PROBLEMS TO SOLVE:
(1) Retype everything in the Kashmir dispute passage below, from "Shortly, before the" down to "criteria of their accession.".
(2) In one to three sentences, explain why Mohammad Ali Jinnah rejected Nehru's demand, according to the Kashmir dispute passage below.
(3) In the Kashmir dispute passage below, what two criteria for accession did Mountbatten propose to the Muslim League and the Congress?

PASSAGE GIVEN:
+ + + + +

[Reader-list] Kashmir Dispute - The Myth - Part 1

Pawan Durani pawan.durani at gmail.com
Fri Mar 6 10:32:39 IST 2009


   *Kashmir** Dispute - The Myth*

By Dr. M.K. Teng



Neither the composition of  the population of the  Princely States nor the
self-determination of their peoples was recognised by the British, the
Muslim League and the Indian National Congress, as the determining factor of
the future disposition for the states in respect of their accession.

After the 3 June Declaration, envisaging the partition of the British India,
Nehru demanded the right of the people of the Princely States to determine
their disposition in respect of their accession Mohammad Ali Jinnah rejected
Nehru's demand as an attempt to thwart the process of the partition.
Shortly, before the transfer of power, the Governor General of India, Lord
Mountbatten advised the Princess to keep in consideration the geography and
the composition of the population of the States in reaching a decision on
their accession. Mountbatten proposed to the Muslim League as well as the
Congress to accept the principles of the partition–geographical contiguity
and the composition of the population as the criteria of their accession.

+ + + + +

RECORD EXTRACTS:
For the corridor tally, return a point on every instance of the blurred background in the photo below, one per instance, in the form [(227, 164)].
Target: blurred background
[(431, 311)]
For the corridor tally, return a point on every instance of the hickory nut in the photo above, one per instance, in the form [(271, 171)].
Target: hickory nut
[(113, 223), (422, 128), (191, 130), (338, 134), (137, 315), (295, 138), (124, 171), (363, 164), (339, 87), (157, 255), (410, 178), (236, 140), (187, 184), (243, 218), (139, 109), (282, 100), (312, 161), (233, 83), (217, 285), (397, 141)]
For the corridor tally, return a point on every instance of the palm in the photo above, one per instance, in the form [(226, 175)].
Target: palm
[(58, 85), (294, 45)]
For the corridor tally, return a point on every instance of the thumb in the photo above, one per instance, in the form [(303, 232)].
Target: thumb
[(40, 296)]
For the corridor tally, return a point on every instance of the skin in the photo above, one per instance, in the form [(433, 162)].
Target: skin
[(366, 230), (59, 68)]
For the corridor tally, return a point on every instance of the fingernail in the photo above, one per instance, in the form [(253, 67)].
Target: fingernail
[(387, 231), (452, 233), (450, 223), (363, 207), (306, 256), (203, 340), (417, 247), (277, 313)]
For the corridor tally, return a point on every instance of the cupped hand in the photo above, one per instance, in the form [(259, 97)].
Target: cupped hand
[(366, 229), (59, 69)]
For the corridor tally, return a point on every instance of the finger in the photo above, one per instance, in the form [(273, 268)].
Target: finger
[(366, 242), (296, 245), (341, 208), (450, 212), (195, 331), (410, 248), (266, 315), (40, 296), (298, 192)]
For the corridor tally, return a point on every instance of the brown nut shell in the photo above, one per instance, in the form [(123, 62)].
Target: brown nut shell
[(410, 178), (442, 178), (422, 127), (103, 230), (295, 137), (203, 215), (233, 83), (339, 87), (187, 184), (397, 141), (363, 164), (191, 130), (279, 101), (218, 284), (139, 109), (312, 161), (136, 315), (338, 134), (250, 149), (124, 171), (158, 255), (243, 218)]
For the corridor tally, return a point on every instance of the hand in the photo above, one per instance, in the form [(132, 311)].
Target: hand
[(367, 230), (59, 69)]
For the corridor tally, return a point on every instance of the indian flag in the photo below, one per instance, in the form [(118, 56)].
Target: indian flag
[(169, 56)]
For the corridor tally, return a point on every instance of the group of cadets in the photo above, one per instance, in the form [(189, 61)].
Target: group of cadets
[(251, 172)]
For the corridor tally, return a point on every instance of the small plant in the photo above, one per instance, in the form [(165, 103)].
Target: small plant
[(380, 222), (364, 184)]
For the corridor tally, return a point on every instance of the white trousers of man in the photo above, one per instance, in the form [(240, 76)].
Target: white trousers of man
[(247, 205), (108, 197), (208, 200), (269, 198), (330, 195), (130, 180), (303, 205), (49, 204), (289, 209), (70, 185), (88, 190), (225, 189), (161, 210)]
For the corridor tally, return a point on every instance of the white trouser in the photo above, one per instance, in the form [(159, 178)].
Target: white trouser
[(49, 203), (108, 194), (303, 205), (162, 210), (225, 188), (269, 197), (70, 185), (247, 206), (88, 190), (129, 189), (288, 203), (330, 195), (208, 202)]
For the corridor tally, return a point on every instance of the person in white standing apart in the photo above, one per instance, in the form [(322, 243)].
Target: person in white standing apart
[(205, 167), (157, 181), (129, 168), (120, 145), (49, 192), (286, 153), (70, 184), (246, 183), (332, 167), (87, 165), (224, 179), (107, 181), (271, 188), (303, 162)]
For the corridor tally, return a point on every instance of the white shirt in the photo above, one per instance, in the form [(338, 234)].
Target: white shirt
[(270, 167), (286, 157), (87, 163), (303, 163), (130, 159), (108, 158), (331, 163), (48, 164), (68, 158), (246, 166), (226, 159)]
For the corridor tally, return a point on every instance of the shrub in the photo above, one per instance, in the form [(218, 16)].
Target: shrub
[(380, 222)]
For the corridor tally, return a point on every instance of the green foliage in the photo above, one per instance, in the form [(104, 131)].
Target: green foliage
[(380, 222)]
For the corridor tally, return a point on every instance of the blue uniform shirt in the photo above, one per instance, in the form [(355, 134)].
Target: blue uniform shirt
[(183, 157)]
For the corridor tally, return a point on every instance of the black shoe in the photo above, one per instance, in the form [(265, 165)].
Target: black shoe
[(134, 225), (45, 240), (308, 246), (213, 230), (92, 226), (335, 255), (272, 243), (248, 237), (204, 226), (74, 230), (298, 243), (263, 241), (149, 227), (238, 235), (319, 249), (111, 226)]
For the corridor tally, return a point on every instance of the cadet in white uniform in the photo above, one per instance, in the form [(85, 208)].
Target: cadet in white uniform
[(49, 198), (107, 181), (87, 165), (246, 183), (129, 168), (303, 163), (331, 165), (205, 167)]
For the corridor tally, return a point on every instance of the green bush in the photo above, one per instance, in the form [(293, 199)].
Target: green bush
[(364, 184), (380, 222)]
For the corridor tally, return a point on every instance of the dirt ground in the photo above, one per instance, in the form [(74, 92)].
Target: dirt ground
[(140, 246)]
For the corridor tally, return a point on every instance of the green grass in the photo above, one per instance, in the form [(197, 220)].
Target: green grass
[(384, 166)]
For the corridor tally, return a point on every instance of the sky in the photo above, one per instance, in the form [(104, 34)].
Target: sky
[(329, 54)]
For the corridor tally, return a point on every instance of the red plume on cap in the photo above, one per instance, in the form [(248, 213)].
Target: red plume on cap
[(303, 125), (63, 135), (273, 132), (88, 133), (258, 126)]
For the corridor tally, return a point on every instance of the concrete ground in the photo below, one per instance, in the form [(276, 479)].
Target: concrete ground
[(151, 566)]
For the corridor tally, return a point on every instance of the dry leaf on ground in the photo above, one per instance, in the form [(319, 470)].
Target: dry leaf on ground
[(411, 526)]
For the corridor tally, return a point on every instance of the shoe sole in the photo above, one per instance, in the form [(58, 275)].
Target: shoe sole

+ + + + +

THE SOLUTIONS:
(1)
Shortly, before the transfer of power, the Governor General of India, Lord
Mountbatten advised the Princess to keep in consideration the geography and
the composition of the population of the States in reaching a decision on
their accession. Mountbatten proposed to the Muslim League as well as the
Congress to accept the principles of the partition–geographical contiguity
and the composition of the population as the criteria of their accession.

(2) Jinnah rejected Nehru's demand for the people of the Princely States to decide their own accession because he regarded it as an attempt to thwart the process of partition.

(3) Geographical contiguity and the composition of the population.